## Begin Data listing

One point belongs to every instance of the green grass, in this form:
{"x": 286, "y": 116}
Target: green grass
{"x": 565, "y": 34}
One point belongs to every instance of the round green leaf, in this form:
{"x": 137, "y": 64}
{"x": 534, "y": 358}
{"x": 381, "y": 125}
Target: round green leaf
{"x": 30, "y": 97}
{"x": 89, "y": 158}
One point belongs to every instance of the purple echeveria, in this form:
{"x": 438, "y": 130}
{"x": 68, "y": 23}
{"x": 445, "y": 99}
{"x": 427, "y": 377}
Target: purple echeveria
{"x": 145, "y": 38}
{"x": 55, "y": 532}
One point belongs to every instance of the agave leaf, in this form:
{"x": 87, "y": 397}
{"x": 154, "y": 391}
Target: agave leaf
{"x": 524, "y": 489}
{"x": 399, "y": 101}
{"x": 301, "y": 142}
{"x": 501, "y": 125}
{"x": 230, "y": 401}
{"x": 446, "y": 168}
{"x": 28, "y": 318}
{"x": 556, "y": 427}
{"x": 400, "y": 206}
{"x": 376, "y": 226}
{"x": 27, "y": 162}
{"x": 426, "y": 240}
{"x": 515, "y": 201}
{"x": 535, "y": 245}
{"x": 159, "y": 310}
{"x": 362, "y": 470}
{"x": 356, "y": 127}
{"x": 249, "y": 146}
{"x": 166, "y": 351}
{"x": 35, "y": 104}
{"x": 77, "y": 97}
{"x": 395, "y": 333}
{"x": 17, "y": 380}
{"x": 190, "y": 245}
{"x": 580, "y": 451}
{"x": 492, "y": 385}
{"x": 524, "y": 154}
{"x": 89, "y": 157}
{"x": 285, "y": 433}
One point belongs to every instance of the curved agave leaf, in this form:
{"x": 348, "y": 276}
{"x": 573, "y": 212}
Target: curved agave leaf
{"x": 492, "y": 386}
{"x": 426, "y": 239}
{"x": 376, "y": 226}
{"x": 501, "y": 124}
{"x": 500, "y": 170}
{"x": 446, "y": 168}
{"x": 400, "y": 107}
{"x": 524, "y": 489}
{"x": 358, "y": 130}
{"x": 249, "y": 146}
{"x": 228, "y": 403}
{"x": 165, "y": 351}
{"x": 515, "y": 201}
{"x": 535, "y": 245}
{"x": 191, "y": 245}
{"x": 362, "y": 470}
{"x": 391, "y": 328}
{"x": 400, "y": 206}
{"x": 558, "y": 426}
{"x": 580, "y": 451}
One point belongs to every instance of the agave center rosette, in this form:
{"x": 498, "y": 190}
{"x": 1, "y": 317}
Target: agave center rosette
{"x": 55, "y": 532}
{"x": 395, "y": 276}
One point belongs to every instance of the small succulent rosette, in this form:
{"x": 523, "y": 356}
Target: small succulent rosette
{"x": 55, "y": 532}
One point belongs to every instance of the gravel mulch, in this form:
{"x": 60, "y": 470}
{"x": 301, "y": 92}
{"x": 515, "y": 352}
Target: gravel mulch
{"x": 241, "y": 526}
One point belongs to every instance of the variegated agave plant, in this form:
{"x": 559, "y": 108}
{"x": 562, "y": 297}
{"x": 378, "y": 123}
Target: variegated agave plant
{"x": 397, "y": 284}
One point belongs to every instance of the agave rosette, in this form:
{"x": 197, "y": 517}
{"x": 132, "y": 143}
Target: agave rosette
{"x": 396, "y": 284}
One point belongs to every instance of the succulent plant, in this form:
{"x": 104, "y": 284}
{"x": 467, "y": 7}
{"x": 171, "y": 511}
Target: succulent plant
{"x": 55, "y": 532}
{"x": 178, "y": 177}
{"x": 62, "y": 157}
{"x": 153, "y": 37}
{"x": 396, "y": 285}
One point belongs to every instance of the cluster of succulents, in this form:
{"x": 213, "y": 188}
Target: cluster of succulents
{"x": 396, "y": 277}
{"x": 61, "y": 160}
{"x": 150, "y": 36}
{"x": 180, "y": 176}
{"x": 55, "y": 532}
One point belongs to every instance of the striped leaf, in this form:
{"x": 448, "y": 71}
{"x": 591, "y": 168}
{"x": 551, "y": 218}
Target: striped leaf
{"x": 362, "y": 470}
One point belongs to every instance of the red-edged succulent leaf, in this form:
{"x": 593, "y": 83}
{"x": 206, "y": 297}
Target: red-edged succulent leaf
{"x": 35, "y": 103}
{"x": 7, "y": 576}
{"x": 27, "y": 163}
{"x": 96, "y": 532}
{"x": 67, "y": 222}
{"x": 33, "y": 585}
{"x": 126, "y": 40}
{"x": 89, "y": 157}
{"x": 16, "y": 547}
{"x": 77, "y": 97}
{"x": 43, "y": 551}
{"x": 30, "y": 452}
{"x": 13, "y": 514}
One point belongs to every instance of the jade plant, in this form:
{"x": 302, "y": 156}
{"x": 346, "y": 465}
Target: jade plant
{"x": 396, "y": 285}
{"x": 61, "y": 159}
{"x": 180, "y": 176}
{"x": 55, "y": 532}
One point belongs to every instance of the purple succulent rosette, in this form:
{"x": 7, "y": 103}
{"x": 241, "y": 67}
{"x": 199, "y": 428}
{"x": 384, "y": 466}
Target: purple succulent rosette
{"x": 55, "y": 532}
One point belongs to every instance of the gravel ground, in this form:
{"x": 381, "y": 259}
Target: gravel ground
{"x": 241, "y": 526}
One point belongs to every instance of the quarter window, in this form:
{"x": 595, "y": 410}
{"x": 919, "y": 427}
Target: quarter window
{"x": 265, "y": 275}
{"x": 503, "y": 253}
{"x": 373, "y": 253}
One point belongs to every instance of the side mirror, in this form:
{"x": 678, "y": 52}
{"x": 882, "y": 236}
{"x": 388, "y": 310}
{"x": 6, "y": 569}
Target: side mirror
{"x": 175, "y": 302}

## End Data listing

Could you format all of the data above as a JSON list of strings, with one string per line and blank lines left out?

▸ Response to the exercise
[
  "One point belongs to every instance of the green grass, in this form:",
  "{\"x\": 286, \"y\": 116}",
  "Target: green grass",
  "{\"x\": 565, \"y\": 34}",
  "One point belongs to every instance of the round green leaf, in this form:",
  "{\"x\": 137, \"y\": 64}",
  "{\"x\": 534, \"y\": 358}",
  "{\"x\": 381, \"y\": 125}",
  "Target: round green leaf",
  "{\"x\": 30, \"y\": 97}",
  "{\"x\": 89, \"y\": 158}",
  "One point belongs to every instance of the purple echeveria, in this form:",
  "{\"x\": 438, \"y\": 130}",
  "{\"x\": 68, \"y\": 23}",
  "{\"x\": 445, \"y\": 99}",
  "{\"x\": 427, \"y\": 377}",
  "Target: purple echeveria",
  "{\"x\": 145, \"y\": 38}",
  "{\"x\": 55, \"y\": 532}",
  "One point belongs to every instance of the agave leaf, in this form:",
  "{\"x\": 87, \"y\": 397}",
  "{\"x\": 154, \"y\": 391}",
  "Target: agave leaf",
  "{\"x\": 524, \"y\": 489}",
  "{\"x\": 399, \"y\": 101}",
  "{\"x\": 301, \"y\": 142}",
  "{\"x\": 501, \"y\": 125}",
  "{\"x\": 230, \"y\": 401}",
  "{\"x\": 446, \"y\": 168}",
  "{\"x\": 28, \"y\": 318}",
  "{\"x\": 556, \"y\": 427}",
  "{\"x\": 400, \"y\": 206}",
  "{\"x\": 376, \"y\": 226}",
  "{\"x\": 27, \"y\": 162}",
  "{\"x\": 426, \"y\": 240}",
  "{\"x\": 515, \"y\": 201}",
  "{\"x\": 535, \"y\": 245}",
  "{\"x\": 159, \"y\": 310}",
  "{\"x\": 362, \"y\": 470}",
  "{\"x\": 356, \"y\": 127}",
  "{\"x\": 249, \"y\": 146}",
  "{\"x\": 166, \"y\": 351}",
  "{\"x\": 35, \"y\": 104}",
  "{\"x\": 77, \"y\": 97}",
  "{\"x\": 395, \"y\": 333}",
  "{\"x\": 17, \"y\": 380}",
  "{\"x\": 190, \"y\": 245}",
  "{\"x\": 580, \"y\": 451}",
  "{\"x\": 492, \"y\": 385}",
  "{\"x\": 524, \"y\": 154}",
  "{\"x\": 89, \"y\": 157}",
  "{\"x\": 285, \"y\": 433}",
  "One point belongs to every instance of the curved agave leaf, in this form:",
  "{\"x\": 348, \"y\": 276}",
  "{\"x\": 573, \"y\": 212}",
  "Target: curved agave leaf",
  "{\"x\": 492, \"y\": 386}",
  "{\"x\": 426, \"y\": 239}",
  "{\"x\": 376, \"y\": 226}",
  "{\"x\": 501, \"y\": 124}",
  "{\"x\": 500, \"y\": 170}",
  "{\"x\": 446, \"y\": 168}",
  "{\"x\": 400, \"y\": 107}",
  "{\"x\": 524, \"y\": 489}",
  "{\"x\": 358, \"y\": 130}",
  "{\"x\": 249, \"y\": 146}",
  "{\"x\": 228, \"y\": 403}",
  "{\"x\": 165, \"y\": 351}",
  "{\"x\": 515, \"y\": 201}",
  "{\"x\": 535, \"y\": 245}",
  "{\"x\": 191, \"y\": 245}",
  "{\"x\": 362, \"y\": 470}",
  "{\"x\": 391, \"y\": 328}",
  "{\"x\": 400, \"y\": 206}",
  "{\"x\": 558, \"y\": 426}",
  "{\"x\": 580, \"y\": 451}",
  "One point belongs to every instance of the agave center rosette, in this form:",
  "{\"x\": 498, \"y\": 190}",
  "{\"x\": 1, \"y\": 317}",
  "Target: agave center rosette",
  "{\"x\": 55, \"y\": 532}",
  "{\"x\": 395, \"y\": 276}",
  "One point belongs to every instance of the small succulent rosette, in this form:",
  "{\"x\": 523, \"y\": 356}",
  "Target: small succulent rosette",
  "{\"x\": 55, \"y\": 532}",
  "One point belongs to every instance of the gravel mulch, in this form:",
  "{\"x\": 60, \"y\": 470}",
  "{\"x\": 301, \"y\": 92}",
  "{\"x\": 515, \"y\": 352}",
  "Target: gravel mulch",
  "{\"x\": 241, \"y\": 526}",
  "One point belongs to every instance of the variegated agave plant, in this form:",
  "{\"x\": 559, \"y\": 108}",
  "{\"x\": 562, \"y\": 297}",
  "{\"x\": 378, \"y\": 123}",
  "Target: variegated agave plant",
  "{\"x\": 397, \"y\": 284}",
  "One point belongs to every instance of the agave rosette, in this form:",
  "{\"x\": 197, \"y\": 517}",
  "{\"x\": 132, \"y\": 143}",
  "Target: agave rosette",
  "{\"x\": 396, \"y\": 284}",
  "One point belongs to every instance of the succulent plant, in this form:",
  "{\"x\": 104, \"y\": 284}",
  "{\"x\": 467, \"y\": 7}",
  "{\"x\": 171, \"y\": 511}",
  "Target: succulent plant",
  "{\"x\": 55, \"y\": 532}",
  "{\"x\": 178, \"y\": 177}",
  "{\"x\": 62, \"y\": 157}",
  "{\"x\": 153, \"y\": 37}",
  "{\"x\": 396, \"y\": 285}",
  "One point belongs to every instance of the cluster of succulents, in this form:",
  "{\"x\": 213, \"y\": 188}",
  "Target: cluster of succulents",
  "{\"x\": 396, \"y\": 277}",
  "{\"x\": 61, \"y\": 160}",
  "{\"x\": 150, \"y\": 36}",
  "{\"x\": 180, \"y\": 176}",
  "{\"x\": 55, \"y\": 532}",
  "One point belongs to every instance of the striped leaf, in this form:",
  "{\"x\": 448, \"y\": 71}",
  "{\"x\": 591, \"y\": 168}",
  "{\"x\": 551, \"y\": 218}",
  "Target: striped leaf",
  "{\"x\": 362, \"y\": 470}",
  "One point belongs to every instance of the red-edged succulent leaf, in this form:",
  "{\"x\": 593, \"y\": 83}",
  "{\"x\": 206, \"y\": 297}",
  "Target: red-edged succulent leaf",
  "{\"x\": 35, \"y\": 103}",
  "{\"x\": 7, \"y\": 576}",
  "{\"x\": 27, \"y\": 163}",
  "{\"x\": 96, \"y\": 532}",
  "{\"x\": 67, \"y\": 222}",
  "{\"x\": 33, \"y\": 585}",
  "{\"x\": 126, \"y\": 40}",
  "{\"x\": 89, \"y\": 157}",
  "{\"x\": 16, \"y\": 547}",
  "{\"x\": 77, \"y\": 97}",
  "{\"x\": 43, \"y\": 551}",
  "{\"x\": 30, \"y\": 452}",
  "{\"x\": 13, \"y\": 514}",
  "One point belongs to every instance of the jade plant, in this form:",
  "{\"x\": 302, \"y\": 156}",
  "{\"x\": 346, \"y\": 465}",
  "Target: jade plant",
  "{\"x\": 396, \"y\": 285}",
  "{\"x\": 61, \"y\": 159}",
  "{\"x\": 180, \"y\": 176}",
  "{\"x\": 55, \"y\": 532}",
  "One point belongs to every instance of the purple succulent rosette, in this form:",
  "{\"x\": 7, \"y\": 103}",
  "{\"x\": 241, \"y\": 67}",
  "{\"x\": 199, \"y\": 428}",
  "{\"x\": 384, \"y\": 466}",
  "Target: purple succulent rosette",
  "{\"x\": 55, \"y\": 532}",
  "One point belongs to every instance of the gravel ground, in this form:",
  "{\"x\": 381, \"y\": 259}",
  "Target: gravel ground",
  "{\"x\": 241, \"y\": 526}",
  "One point belongs to every instance of the quarter window, in this form:",
  "{\"x\": 595, \"y\": 410}",
  "{\"x\": 919, \"y\": 427}",
  "Target: quarter window",
  "{\"x\": 265, \"y\": 275}",
  "{\"x\": 503, \"y\": 253}",
  "{\"x\": 373, \"y\": 253}",
  "One point belongs to every instance of the side mirror, in this form:",
  "{\"x\": 678, \"y\": 52}",
  "{\"x\": 882, \"y\": 236}",
  "{\"x\": 388, \"y\": 310}",
  "{\"x\": 6, \"y\": 569}",
  "Target: side mirror",
  "{\"x\": 175, \"y\": 302}"
]